**The data:**
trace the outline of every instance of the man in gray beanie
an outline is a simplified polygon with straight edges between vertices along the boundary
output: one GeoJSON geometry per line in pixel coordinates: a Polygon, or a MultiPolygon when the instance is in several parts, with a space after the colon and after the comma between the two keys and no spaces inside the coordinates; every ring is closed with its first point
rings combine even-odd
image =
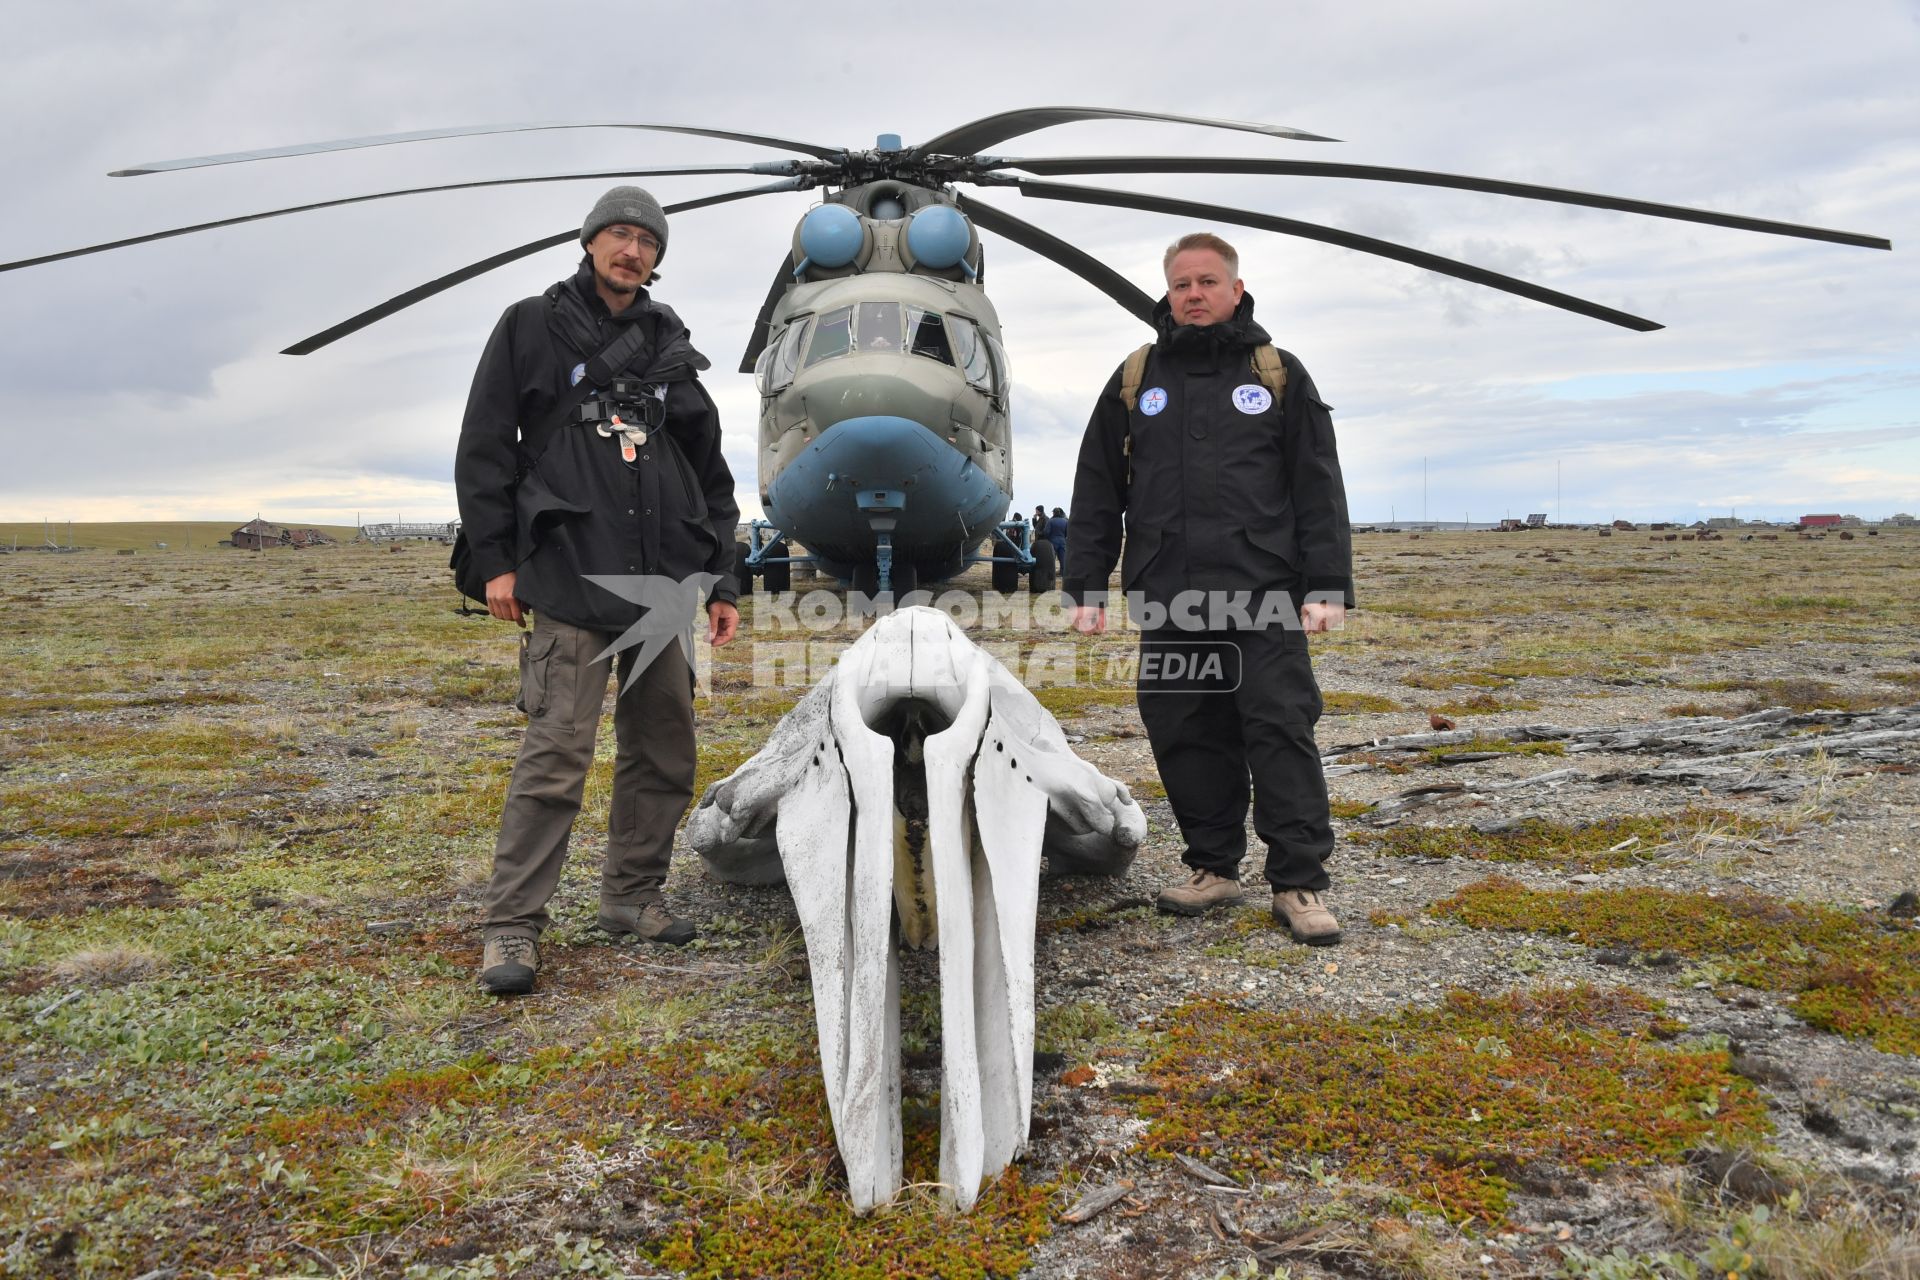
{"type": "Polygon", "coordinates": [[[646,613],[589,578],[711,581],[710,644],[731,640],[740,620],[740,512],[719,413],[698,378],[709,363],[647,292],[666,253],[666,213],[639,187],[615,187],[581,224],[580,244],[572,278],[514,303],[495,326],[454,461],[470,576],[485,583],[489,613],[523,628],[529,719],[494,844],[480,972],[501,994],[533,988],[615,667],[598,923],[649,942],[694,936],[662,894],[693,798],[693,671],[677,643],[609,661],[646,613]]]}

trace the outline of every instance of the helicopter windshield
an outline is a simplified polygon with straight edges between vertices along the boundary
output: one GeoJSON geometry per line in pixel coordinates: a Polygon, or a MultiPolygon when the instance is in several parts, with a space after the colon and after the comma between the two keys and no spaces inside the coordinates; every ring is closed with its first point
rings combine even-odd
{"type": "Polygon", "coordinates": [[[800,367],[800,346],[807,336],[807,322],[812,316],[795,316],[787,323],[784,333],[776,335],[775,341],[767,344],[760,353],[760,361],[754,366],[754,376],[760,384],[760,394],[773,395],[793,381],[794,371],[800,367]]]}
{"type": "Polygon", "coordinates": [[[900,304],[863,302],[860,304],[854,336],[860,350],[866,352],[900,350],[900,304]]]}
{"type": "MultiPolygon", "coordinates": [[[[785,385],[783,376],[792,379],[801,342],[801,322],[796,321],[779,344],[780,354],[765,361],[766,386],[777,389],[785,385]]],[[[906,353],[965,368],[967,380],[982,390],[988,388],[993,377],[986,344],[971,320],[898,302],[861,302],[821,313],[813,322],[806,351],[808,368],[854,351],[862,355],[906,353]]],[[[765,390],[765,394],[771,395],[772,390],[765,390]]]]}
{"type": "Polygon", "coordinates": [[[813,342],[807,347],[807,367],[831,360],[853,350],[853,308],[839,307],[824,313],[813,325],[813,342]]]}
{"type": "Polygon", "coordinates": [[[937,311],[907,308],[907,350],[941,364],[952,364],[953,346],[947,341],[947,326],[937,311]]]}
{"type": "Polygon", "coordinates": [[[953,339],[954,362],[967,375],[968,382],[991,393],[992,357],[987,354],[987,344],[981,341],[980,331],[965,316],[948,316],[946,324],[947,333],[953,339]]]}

**Directions:**
Write out all the entries exactly, except for the pictures.

**Task output:**
trace the outline of every instance of the man in gray beanie
an outline is a simplified polygon with straight edges between vertices along the boundary
output: one GeoJSON geometry per line in pixel coordinates: a Polygon, or a MultiPolygon when the instance is in several parts, with a space after the colon and after the comma between the two keys and no spaces inside the coordinates; every ring is closed with its first point
rings combine even-odd
image =
{"type": "Polygon", "coordinates": [[[646,613],[589,578],[711,581],[710,644],[731,640],[740,620],[740,512],[719,413],[698,378],[709,363],[647,292],[666,253],[666,213],[639,187],[615,187],[581,224],[580,244],[572,278],[514,303],[495,326],[454,461],[470,576],[485,583],[489,613],[523,628],[529,719],[494,844],[480,972],[501,994],[533,988],[615,667],[598,923],[649,942],[694,936],[662,894],[693,798],[693,671],[677,643],[609,661],[646,613]]]}

trace the outline of every instance of the helicopter windshield
an outline is a simplified polygon with straight edges between vertices along the boundary
output: one GeoJSON geometry per line in pixel coordinates: a Polygon, or a MultiPolygon when the instance is in several parts, with a space after the colon and after the comma between the two keys and no spaces inside the coordinates; every ring is closed with its first point
rings combine even-odd
{"type": "Polygon", "coordinates": [[[800,367],[800,346],[807,336],[807,322],[812,316],[795,316],[787,323],[784,333],[776,335],[775,341],[767,344],[760,353],[760,361],[754,366],[754,376],[760,384],[760,394],[773,395],[793,381],[794,371],[800,367]]]}
{"type": "Polygon", "coordinates": [[[900,304],[863,302],[860,304],[854,336],[860,350],[866,352],[900,350],[900,304]]]}
{"type": "MultiPolygon", "coordinates": [[[[785,385],[783,376],[792,379],[801,342],[801,322],[796,321],[779,344],[780,354],[765,361],[766,386],[777,389],[785,385]]],[[[906,353],[965,368],[967,380],[982,390],[988,388],[993,377],[986,344],[971,320],[898,302],[861,302],[821,313],[813,322],[806,351],[808,368],[854,351],[862,355],[906,353]]],[[[765,390],[765,394],[771,395],[772,390],[765,390]]]]}
{"type": "Polygon", "coordinates": [[[813,342],[807,347],[807,367],[831,360],[853,350],[853,308],[839,307],[824,313],[813,325],[813,342]]]}
{"type": "Polygon", "coordinates": [[[937,311],[907,308],[907,350],[941,364],[952,364],[953,346],[947,341],[947,326],[937,311]]]}
{"type": "Polygon", "coordinates": [[[953,339],[954,362],[967,375],[968,382],[991,393],[992,357],[987,354],[987,344],[981,341],[980,331],[965,316],[948,316],[946,324],[947,333],[953,339]]]}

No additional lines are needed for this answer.